Earlier this year, funding cuts forced the Agency for Healthcare Research and Quality (AHRQ) to shut down the National Guideline Clearinghouse. ECRI Institute, a nonprofit patient safety organization, has now launched the ECRI Guidelines Trust, a portal to expertly vetted, evidence-based guideline briefs and scorecards.
ECRI said the healthcare community would have free access to the website, which will grow over time as more trustworthy clinical guidelines become available.
The ECRI Guidelines Trust features new summaries of evidence-based guidelines from participating guideline developers, medical specialty societies, and other healthcare organizations. All Guideline Briefs include ECRI’s new TRUST Scorecard, which evaluates the rigor and transparency of a guideline to see how it stacks up against the Institute of Medicine standards for trustworthiness. ECRI evaluations are unbiased, fact-based, and free from industry influence.
“The ECRI Guidelines Trust is not simply the National Guideline Clearinghouse under a new name, ECRI stressed. “When the NGC website was shut down on July 17, its records became inaccessible. So, the ECRI staff who had worked on NGC had to start over,” said Karen M. Schoelles, M.D., director of the ECRI Guidelines Trust and ECRI Institute-Penn Medicine Evidence-based Practice Center, in a prepared statement. “It’s an incredible amount of work. That’s why we are launching with an initial set of Guideline Briefs and TRUST Scorecards, and will be adding new content continuously as it becomes available.”
The next phase of the ECRI Guidelines Trust, coming in 2019, will feature advanced search capabilities, an enhanced user interface, and support for guideline implementation and decision-making.

══════════════════════════════

The task: List the features the ECRI Guidelines Trust article says the portal's next phase will offer. Rely only on the ECRI Guidelines Trust article.

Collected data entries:
══════════════════════════════

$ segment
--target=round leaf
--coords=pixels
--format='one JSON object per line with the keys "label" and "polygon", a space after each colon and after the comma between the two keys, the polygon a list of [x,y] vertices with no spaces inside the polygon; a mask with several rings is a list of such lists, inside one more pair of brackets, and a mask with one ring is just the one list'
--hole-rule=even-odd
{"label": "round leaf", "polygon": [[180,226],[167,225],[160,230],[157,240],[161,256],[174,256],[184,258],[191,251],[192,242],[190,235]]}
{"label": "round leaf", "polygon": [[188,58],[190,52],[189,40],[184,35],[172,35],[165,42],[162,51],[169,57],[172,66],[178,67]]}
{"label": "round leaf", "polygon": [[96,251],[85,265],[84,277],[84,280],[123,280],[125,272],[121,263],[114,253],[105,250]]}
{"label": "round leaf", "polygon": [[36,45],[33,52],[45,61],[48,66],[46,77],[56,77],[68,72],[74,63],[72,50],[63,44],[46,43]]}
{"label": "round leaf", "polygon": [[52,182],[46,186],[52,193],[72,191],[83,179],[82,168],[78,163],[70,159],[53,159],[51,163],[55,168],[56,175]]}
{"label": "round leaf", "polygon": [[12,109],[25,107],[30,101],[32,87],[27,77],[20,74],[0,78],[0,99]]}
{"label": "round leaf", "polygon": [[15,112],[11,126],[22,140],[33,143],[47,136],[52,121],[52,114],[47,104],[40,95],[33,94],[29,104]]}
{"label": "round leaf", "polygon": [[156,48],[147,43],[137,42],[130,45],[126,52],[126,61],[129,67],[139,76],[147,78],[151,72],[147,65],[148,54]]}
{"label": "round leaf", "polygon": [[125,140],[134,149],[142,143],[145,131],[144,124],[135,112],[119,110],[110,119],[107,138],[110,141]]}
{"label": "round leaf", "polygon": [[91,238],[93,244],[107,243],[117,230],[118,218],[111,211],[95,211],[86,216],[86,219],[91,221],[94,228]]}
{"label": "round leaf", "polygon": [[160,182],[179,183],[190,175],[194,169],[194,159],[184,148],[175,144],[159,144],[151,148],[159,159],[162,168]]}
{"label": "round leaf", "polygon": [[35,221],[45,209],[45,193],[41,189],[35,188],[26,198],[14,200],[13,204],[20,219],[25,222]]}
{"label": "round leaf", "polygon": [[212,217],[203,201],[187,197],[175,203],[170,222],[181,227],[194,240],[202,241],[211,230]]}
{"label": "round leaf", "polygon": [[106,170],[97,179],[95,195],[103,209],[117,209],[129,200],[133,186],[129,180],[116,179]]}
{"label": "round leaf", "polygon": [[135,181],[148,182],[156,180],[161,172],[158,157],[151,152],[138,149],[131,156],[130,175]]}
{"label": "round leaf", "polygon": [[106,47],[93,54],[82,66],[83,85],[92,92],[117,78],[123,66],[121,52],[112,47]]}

══════════════════════════════

Answer:
- Advanced search capabilities
- An enhanced user interface
- Support for guideline implementation and decision-making